▶ [TRABAJO REQUERIDO]
[A] Responde, a partir del texto sobre La Gran Familia:
(i) ¿De qué país es la empresa que donó el equipo de purificación de agua?
(ii) ¿Cómo se llama el obispo de Zamora?
(iii) ¿Cuántos albergues hay en el lugar, según el obispo?
[B] Reproduce el fragmento del texto sobre La Gran Familia que va desde "En el interior de La Gran Familia hay" hasta "en mucho tiempo.".

▶ [TEXTO DE LA PÁGINA]

En el interior de La Gran Familia hay un terreno baldío en el que se levanta una bodega. En su interior hay cajas y cajas de cuadernos de una marca mexicana que dejó de existir hace más de 10 años, un equipo entero de purificación de agua donado por una empresa británica que acumula polvo y ropa pulcramente doblada que no se ha desdoblado en mucho tiempo.
El obispo de Zamora, Javier Navarro, afirma que “nunca ha puesto un pie” en el interior de La Gran Familia pero subraya que Mamá Rosa cumplía una función que pertenecía al Gobierno mexicano. “¿Dónde está el albergue que depende del Estado? Yo no lo encuentro porque aquí solo hay dos. Al que ahora ha entrado la policía, y el de las carmelitas. La ley dice que la educación es para todos, pero eso no ha llegado aquí”.

▶ [DATOS MOSTRADOS]

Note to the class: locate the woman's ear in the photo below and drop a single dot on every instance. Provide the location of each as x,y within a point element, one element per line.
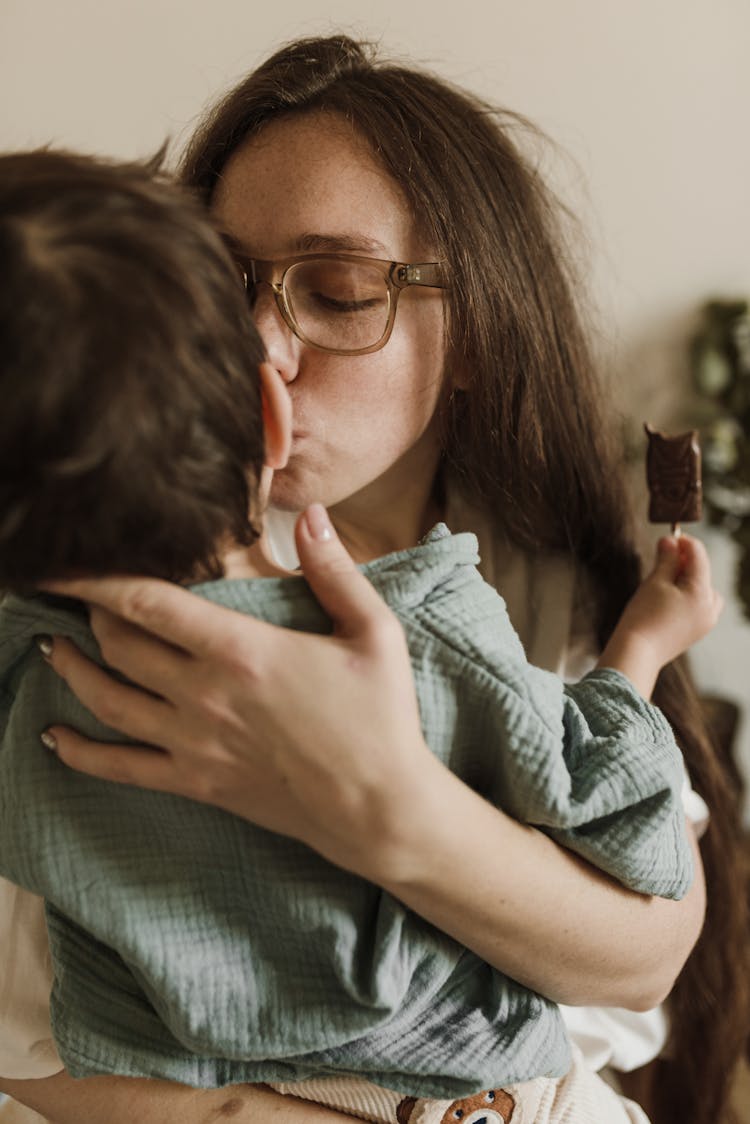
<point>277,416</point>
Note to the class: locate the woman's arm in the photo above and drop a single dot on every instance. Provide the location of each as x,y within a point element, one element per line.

▶ [SOLUCIONES]
[A]
(i) Británica.
(ii) Javier Navarro.
(iii) Dos.

[B]
En el interior de La Gran Familia hay un terreno baldío en el que se levanta una bodega. En su interior hay cajas y cajas de cuadernos de una marca mexicana que dejó de existir hace más de 10 años, un equipo entero de purificación de agua donado por una empresa británica que acumula polvo y ropa pulcramente doblada que no se ha desdoblado en mucho tiempo.